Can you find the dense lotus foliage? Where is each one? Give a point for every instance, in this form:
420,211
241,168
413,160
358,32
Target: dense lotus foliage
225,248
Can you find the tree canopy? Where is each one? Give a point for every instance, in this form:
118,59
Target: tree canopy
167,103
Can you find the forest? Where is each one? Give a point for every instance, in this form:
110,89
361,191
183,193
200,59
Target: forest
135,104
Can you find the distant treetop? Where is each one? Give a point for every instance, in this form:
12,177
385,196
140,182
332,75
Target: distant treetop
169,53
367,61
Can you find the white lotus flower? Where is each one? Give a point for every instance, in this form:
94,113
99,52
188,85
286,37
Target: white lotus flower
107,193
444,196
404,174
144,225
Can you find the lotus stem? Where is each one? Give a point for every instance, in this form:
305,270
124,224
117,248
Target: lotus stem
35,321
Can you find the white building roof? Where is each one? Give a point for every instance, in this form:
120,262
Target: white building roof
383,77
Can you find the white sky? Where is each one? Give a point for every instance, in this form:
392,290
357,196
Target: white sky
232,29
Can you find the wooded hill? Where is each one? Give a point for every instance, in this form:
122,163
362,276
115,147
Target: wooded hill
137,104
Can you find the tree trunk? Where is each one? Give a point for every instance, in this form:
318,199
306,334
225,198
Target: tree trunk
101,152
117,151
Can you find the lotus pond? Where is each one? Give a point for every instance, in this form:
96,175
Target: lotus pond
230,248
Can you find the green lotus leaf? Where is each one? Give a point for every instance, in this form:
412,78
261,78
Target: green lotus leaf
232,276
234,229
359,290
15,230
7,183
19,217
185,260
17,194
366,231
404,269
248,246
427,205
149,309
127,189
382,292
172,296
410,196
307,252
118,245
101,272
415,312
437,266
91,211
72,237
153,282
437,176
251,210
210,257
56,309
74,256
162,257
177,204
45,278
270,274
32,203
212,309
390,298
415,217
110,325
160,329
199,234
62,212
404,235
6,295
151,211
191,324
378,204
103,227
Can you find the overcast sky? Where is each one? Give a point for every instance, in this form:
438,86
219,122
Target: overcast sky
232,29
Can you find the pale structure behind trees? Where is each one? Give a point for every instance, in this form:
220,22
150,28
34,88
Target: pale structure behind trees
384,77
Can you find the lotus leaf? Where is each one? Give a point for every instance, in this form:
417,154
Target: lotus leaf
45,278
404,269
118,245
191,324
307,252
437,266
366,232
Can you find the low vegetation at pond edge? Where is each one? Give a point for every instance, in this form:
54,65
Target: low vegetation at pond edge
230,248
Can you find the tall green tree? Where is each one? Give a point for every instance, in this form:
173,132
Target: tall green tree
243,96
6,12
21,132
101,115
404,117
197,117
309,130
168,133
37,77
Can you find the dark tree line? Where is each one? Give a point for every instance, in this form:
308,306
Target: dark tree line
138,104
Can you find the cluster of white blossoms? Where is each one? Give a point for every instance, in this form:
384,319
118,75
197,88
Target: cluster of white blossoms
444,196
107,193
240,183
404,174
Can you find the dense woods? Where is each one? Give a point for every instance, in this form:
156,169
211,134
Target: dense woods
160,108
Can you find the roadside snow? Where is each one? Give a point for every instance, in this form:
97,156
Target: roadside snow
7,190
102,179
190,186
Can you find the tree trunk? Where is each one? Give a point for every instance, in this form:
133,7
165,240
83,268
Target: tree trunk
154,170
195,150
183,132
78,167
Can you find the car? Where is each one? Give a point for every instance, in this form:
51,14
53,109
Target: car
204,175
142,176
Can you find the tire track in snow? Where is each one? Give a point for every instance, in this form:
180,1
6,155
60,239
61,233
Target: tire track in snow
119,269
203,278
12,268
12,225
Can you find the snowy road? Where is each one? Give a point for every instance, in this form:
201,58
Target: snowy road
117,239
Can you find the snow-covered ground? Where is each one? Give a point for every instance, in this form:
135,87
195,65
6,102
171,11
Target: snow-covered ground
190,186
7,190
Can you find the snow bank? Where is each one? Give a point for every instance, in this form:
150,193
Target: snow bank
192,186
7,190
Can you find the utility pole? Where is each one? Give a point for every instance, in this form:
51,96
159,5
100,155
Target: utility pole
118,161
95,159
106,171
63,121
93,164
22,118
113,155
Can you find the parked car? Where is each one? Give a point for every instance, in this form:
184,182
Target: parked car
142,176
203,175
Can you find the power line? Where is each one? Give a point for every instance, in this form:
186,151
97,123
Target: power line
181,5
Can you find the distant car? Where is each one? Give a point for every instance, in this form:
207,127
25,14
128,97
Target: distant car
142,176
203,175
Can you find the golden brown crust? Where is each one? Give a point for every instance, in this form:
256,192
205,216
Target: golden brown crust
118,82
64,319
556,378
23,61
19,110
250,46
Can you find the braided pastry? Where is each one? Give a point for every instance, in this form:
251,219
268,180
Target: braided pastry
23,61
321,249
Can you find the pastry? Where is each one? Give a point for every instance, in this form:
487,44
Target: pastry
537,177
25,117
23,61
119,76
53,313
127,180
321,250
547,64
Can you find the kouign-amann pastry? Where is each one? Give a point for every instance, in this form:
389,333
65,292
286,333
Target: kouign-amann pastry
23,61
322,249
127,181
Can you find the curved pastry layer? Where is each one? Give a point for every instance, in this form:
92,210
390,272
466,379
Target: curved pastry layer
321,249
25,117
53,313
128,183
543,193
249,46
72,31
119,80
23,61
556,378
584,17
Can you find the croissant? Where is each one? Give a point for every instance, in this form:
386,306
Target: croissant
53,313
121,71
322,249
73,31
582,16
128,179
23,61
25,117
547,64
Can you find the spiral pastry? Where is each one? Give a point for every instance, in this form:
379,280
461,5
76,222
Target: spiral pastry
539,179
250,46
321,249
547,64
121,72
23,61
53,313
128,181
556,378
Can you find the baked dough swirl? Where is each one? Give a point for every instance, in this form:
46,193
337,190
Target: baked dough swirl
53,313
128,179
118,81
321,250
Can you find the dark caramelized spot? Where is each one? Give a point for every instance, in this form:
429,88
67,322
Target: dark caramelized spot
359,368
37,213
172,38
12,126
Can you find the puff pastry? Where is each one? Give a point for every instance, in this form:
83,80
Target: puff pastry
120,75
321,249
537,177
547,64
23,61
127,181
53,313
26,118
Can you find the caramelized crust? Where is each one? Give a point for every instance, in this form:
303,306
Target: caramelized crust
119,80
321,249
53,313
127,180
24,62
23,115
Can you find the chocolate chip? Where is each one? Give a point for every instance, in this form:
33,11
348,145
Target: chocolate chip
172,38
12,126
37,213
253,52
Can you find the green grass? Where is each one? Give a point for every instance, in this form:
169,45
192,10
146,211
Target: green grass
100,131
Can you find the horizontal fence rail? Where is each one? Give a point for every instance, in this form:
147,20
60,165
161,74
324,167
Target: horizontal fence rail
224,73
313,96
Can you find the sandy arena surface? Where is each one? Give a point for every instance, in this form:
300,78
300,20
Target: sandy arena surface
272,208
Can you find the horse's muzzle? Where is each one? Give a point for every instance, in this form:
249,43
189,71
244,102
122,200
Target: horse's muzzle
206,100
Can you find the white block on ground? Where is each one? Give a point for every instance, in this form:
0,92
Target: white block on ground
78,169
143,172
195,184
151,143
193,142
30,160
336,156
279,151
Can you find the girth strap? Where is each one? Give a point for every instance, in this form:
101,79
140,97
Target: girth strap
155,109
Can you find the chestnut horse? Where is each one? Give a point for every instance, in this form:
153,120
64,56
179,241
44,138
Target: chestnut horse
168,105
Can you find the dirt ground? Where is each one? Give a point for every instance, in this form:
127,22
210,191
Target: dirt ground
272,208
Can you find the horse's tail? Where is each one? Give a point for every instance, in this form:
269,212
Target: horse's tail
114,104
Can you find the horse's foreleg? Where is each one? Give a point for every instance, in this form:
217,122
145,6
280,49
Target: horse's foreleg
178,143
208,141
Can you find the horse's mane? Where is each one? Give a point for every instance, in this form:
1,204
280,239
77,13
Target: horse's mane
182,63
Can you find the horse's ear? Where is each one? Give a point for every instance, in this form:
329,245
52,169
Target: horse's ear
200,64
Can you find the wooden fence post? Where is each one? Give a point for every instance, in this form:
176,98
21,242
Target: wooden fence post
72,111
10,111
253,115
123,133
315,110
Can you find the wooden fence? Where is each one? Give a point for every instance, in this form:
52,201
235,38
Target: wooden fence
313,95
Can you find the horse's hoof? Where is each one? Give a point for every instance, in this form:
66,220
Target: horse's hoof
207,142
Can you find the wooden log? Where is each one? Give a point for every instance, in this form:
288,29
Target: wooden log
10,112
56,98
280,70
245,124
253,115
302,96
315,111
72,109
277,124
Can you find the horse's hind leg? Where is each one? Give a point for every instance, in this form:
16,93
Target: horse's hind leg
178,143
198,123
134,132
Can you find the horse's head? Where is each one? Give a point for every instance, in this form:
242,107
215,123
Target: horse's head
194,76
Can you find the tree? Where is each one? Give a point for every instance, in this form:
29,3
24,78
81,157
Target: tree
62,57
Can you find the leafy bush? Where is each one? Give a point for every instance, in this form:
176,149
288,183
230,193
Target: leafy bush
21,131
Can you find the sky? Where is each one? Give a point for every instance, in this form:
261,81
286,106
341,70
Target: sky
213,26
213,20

◆ ◆ ◆

Copy out the lines starting at the one containing "Can you find the horse's hind" and ending with the last line of the entries. Include nothing else.

Can you find the horse's hind leg? Where is each one? Give a point for every instance, in this form:
16,93
Target: horse's hind leg
178,143
198,123
134,132
Can you find the horse's head? Where is each one? Give a point for every instance, in this form:
242,107
215,123
Target: horse's head
194,76
Can you find the tree? Where is each one? Give a point for every instance, in this form:
29,3
24,78
81,157
Target: tree
62,57
Can you find the leafy bush? Where is each one? Give a point for every instance, in this form:
176,149
288,183
230,193
Target: leafy bush
21,131
Can you find the sky? Where is each one? Give a point for every instance, in this form:
261,81
286,106
341,70
Target: sky
213,26
213,20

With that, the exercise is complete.